▶ _YOUR TASK_
What comes back must be the data itself, retyped exactly.

[Data entries]
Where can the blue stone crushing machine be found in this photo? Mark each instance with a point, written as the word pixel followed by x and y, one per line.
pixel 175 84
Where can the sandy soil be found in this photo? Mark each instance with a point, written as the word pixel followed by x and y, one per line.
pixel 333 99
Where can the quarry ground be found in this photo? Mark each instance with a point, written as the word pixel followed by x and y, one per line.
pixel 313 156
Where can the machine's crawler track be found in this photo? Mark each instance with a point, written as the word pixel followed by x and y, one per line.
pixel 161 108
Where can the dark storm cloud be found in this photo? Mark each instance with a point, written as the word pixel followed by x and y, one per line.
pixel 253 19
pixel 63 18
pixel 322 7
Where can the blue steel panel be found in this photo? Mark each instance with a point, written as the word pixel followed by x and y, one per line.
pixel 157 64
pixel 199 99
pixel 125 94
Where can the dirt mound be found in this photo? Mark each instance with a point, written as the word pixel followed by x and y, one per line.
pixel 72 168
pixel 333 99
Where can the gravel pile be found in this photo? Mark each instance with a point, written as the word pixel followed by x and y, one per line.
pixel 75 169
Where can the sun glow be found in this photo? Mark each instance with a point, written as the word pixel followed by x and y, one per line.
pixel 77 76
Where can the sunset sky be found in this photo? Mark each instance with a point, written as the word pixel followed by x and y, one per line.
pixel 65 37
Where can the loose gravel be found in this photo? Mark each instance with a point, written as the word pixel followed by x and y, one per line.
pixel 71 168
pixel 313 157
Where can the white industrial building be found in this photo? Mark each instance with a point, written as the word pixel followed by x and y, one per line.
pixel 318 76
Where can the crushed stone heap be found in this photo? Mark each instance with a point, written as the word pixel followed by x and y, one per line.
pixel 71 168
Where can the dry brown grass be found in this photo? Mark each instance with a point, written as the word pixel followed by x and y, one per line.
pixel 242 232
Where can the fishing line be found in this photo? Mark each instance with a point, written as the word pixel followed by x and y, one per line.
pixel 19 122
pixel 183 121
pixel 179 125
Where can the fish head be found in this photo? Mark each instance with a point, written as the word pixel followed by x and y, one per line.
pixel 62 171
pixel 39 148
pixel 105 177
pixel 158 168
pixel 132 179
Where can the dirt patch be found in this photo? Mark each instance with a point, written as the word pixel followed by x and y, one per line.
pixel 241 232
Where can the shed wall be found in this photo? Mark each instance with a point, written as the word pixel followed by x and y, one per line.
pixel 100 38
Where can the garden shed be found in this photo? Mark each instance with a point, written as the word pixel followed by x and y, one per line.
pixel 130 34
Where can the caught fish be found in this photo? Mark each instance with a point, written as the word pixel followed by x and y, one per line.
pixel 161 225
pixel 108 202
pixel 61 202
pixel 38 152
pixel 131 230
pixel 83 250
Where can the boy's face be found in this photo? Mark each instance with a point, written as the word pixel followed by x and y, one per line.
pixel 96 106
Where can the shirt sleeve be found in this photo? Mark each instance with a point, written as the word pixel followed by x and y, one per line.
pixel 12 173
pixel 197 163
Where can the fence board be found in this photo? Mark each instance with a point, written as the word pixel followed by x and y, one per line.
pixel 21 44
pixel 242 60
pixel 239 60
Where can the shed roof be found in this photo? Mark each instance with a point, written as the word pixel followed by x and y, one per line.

▶ _RESULT OF THIS EXERCISE_
Where can the blue stone crushing machine be found in this photo? Mark each instance with a point, written as the word pixel followed by x and y, one per line.
pixel 175 84
Where can the sandy soil be found in this photo? Mark each instance with a point, written as the word pixel followed by x and y, one per line.
pixel 333 99
Where can the quarry ground be found in this photo? Mark each instance with a point, written as the word pixel followed by x and y, one per line.
pixel 313 156
Where can the machine's crawler track be found in this photo? Mark each instance with a point, written as the word pixel followed by x and y, one per line.
pixel 161 108
Where can the dark storm cloud be found in this photo? Mark each instance with a point, written as the word pixel followed by x and y, one per line.
pixel 253 19
pixel 63 18
pixel 322 7
Where can the blue steel panel be found in this photo? Mark each instance with a point, written as the word pixel followed by x and y, one per line.
pixel 157 64
pixel 199 99
pixel 125 94
Where can the dirt mound be found in this photo? Mark each instance with a point, written as the word pixel followed by x and y, one per line.
pixel 72 168
pixel 333 99
Where can the gravel pile be found in this photo? Mark each instance with a point, written as the word pixel followed by x and y, one per line.
pixel 75 169
Where can the sun glow be found in this photo? Mark each instance with a point, written as the word pixel followed by x and y, one per line.
pixel 77 76
Where can the sunset sky be found in this photo? Mark each instance with a point, written as the word pixel followed by x and y, one per line.
pixel 65 37
Where can the loose gravel be found in this photo? Mark each instance with a point, written as the word pixel followed by x and y, one per line.
pixel 71 168
pixel 313 157
Where can the white industrial building be found in this photo? Mark each instance with a point, written as the word pixel followed by x and y, one per line.
pixel 318 76
Where can the crushed stone heap be found in this photo? Mark each instance with a point, written as the word pixel followed by x and y, one per line.
pixel 71 168
Where can the dry brown grass be found in this photo? Mark each instance with a point, written as the word pixel followed by x and y, one per line.
pixel 242 232
Where can the fishing line be found in this photo? Mark each instance with a point, written as the word pixel followed by x and y, one per line.
pixel 19 122
pixel 183 121
pixel 179 125
Where can the fish head be found in this photo? Mark each instance with a point, written as the word pixel followed by x and y, one per line.
pixel 62 171
pixel 39 148
pixel 105 177
pixel 158 168
pixel 132 179
Where can the dirt patch be found in this photo? Mark each instance with a point, written as the word pixel followed by x and y, one per line.
pixel 241 232
Where can the shed wall be found in this photo? Mark each instance with a point, written as the word pixel followed by x and y, one per line.
pixel 100 38
Where can the garden shed be found in this photo? Mark each instance with a point, written as the word pixel followed by x and y, one per line.
pixel 130 34
Where can the caught fish be found in this photo? Mark each instance with a point, written as the word pixel followed by x and y, one per line.
pixel 161 225
pixel 108 202
pixel 61 202
pixel 38 152
pixel 131 230
pixel 83 250
Where can the boy's face be found in this photo? Mark each instance with a point, written as the word pixel followed by x and y, one per line.
pixel 96 106
Where can the shirt sleeve be found in this photo? Mark each instance with a point, written as the word pixel followed by x and y, one per line.
pixel 12 173
pixel 197 163
Where can the fence board be found in this photo? Mark each instance with a point, written as the word pixel followed by x and y, one per line.
pixel 21 44
pixel 242 60
pixel 239 60
Where can the shed roof be found in this photo? Mark each instance with a point, written as the word pixel followed by x and y, one per line.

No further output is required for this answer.